Passage START
Opinion

Anita Robinson: In my shrunken world, bin collection day is the highlight of the week

Lockdown living recalls the long boring Sundays of childhood
Lockdown living recalls the long boring Sundays of childhood Lockdown living recalls the long boring Sundays of childhood

By all accounts we’re not out of the woods yet. The news is full of doom-laden prognostications, whatiffery about the future and our political masters making decisions ‘on the hoof’ so to speak.

We live in an atmosphere of discombobulating ambiguity, our spirits buoyed or dashed by every press release. There’s nothing certain but uncertainty. This is what we call ‘the new normal’.

Actually, most of us are just plodding on resignedly, “living and partly living” as T.S. Eliot put it. The parameters of the individual’s world have shrunk. My social life has contracted to the morning trip for the papers, the once-weekly supermarket run and the (mercifully open) hairdresser’s. Bin collection day is the highlight of my week.

Looking at things in a positive light, I’m spending less – if you discount the astronomical phone bill, my sole means of sustaining much-valued friendships. Except we have little to say to each other since no-one’s been anywhere and in my case, done little or nothing. Yes, there’ve been spirit-boosting occasions, rare as hen’s teeth. Here, an outdoor coffee, there, a socially-distanced lunch where I’m reduced to silent awe by accounts of how others have improved the shining hour.

The parable of the wise and foolish virgins pales into insignificance beside accounts of alterations, renovations and re-decorating; re-designing the garden, baking, jam-making, learning Italian; mastering technology, playing bridge online, joining a walking group; working through a reading list and volunteering. What paragons of virtue they are! I’m listening, sick as a parrot and dreading the polite inquiry, “And what have you been doing with your time?” Well, in desultory fashion, I’ve wiped down the paintwork in two rooms, got exhausted and abandoned the rest. End of….

To be honest, I’ve been pleasing myself and luxuriating in leisure and laziness. I toddle through the days doing the minimum to keep the house germ-free, closing my ears to my mother’s mantra, “Half-hearted equals half-done.” Ever a weak-willed procrastinator, I have elevated doing nothing to an art form.

Sod’s Law decrees the morning I take a lie-in, a delivery van arrives at stupid o’clock. The electricity man must tramp through the house to read the meter in the garage and silently calculate the number of empty Wine Club boxes (so handy for storage) therein. Ditto the boilerman, who’s a bit of a wine buff. A relative with legitimate right of entry will unexpectedly call, to find the kitchen in chaos and neither biscuits or cake in stock for the statutory cuppa tea, because, in the absence of company, I’ve scoffed them myself.

My grand plan for a ruthless wardrobe cull has stalled long since. Begun in May, it got as far as the evacuation of garments, shoes and handbags into the ‘good’ spare bedroom. Floor, bed and furniture have disappeared under a tsunami of stuff, still unsorted, while I decide what I can’t do without. In more reflective moments I think, if (God forbid) anything happens to me, there’s nowhere I can be decently laid out and Daughter Dear will kill me over again for leaving her with a whole handlin’.

Concern has been expressed about the long-term effects of this cursed pandemic upon our mental health. Despite having had the finest spring and summer in a decade, we’ve lived in shadow and a state of unrelieved tension, forced to re-evaluate everything. Personally I’ve been little incommoded by the whole debacle – apart from minor irritants like repetitive strain injury from removing my glasses because my mask steams them up and I can’t see the goods in the supermarket, then replacing them in order to read the prices.

Covid-19 has brought out the best and the worst in people. Hardest hit are the impetuous young, reared to instant gratification, incredulous that this should happen in their time and straining at the leash for fun and freedom. We (ahem!) mature citizens possess our souls in patience, prepare to sit it out and keep on keeping on, knowing that all things pass… eventually.
Passage END
Assignment 1: According to the opinion piece, what is the highlight of the writer's week?
Assignment 2: Reproduce the part of the opinion piece that begins at the words "By all accounts" and stops after "call ‘the new normal’.".
Exercise data START
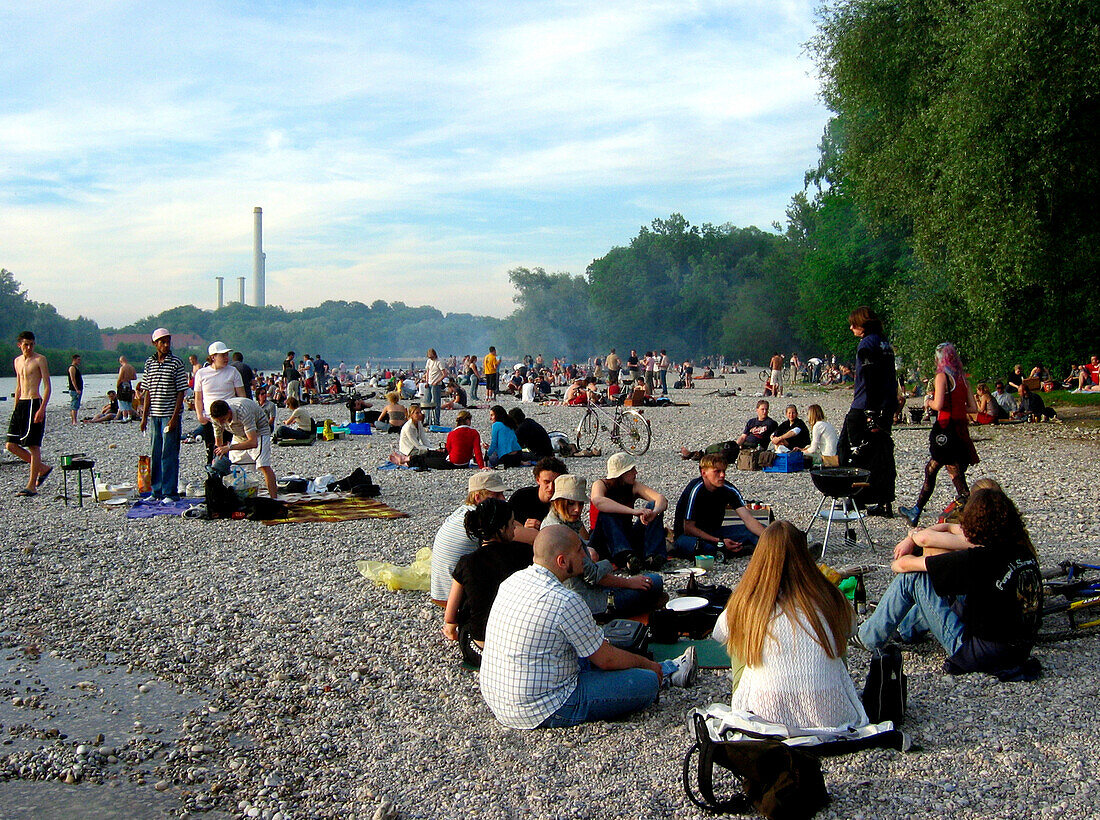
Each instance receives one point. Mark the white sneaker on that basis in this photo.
(684, 675)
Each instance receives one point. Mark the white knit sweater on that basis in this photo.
(795, 682)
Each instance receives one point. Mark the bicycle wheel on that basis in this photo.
(587, 430)
(633, 434)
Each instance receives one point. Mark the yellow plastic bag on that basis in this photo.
(417, 576)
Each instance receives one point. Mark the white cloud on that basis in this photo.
(398, 152)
Exercise data END
Written response 1: Bin collection day.

Written response 2:
By all accounts we’re not out of the woods yet. The news is full of doom-laden prognostications, whatiffery about the future and our political masters making decisions ‘on the hoof’ so to speak.

We live in an atmosphere of discombobulating ambiguity, our spirits buoyed or dashed by every press release. There’s nothing certain but uncertainty. This is what we call ‘the new normal’.